Can you copy the lines from the one that contains "Mark one point on each instance of the metal wall" through the end of the material below, exactly and with nothing else?
● ● ●
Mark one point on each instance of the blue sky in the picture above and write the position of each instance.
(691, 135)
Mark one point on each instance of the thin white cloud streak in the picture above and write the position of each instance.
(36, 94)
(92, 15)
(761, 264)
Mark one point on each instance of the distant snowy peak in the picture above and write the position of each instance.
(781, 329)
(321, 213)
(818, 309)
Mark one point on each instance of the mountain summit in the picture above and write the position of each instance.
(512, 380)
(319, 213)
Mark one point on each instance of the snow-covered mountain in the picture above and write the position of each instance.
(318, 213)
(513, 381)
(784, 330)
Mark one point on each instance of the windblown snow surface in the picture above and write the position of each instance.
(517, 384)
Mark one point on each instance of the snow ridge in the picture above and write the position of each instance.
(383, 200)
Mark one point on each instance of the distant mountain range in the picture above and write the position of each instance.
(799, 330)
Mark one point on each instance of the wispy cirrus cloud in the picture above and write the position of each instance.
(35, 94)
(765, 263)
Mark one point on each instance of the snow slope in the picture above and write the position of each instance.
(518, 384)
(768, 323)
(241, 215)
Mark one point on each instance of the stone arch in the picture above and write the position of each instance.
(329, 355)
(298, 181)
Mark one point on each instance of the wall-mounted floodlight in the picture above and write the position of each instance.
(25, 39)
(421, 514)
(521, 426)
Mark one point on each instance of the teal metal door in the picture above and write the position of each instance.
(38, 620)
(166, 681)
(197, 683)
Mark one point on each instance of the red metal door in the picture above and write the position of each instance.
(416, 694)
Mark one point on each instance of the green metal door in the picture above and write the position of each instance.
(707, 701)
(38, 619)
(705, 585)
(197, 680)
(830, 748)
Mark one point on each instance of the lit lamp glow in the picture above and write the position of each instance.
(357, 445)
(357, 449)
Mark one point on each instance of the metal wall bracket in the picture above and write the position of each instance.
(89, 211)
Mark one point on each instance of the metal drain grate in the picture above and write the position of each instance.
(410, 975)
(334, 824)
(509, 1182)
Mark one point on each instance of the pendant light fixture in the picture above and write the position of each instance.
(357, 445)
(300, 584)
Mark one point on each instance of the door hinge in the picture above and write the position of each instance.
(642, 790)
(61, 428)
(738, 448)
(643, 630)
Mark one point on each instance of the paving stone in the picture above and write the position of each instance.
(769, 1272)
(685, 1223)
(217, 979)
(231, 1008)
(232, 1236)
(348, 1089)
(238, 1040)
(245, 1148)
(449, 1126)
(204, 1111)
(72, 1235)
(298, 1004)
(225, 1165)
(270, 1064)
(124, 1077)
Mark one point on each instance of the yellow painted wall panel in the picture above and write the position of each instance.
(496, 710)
● ● ●
> **Response to the exercise**
Mark one point on each instance of the metal wall bracket in the picture above and write the position of each instance.
(89, 211)
Mark one point on each instance of the metal drain grate in the picture above and write the position of each instance.
(410, 975)
(334, 824)
(509, 1182)
Mark one point on each instance of the pendant light fixture in the picture above and write the position of each instance.
(357, 445)
(300, 584)
Mark one point on each instance of the door hinge in the picture above and write the position of each instance.
(642, 790)
(61, 428)
(738, 448)
(643, 630)
Mark one point on each instance of the paving stone in the picture above and write the position of each instance.
(769, 1272)
(685, 1223)
(217, 979)
(231, 1008)
(232, 1236)
(348, 1089)
(238, 1040)
(245, 1148)
(449, 1126)
(204, 1111)
(72, 1235)
(298, 1004)
(225, 1165)
(270, 1064)
(124, 1077)
Mark one point on each instance of the yellow painted wall panel in the picture above and write the position of each instance.
(496, 710)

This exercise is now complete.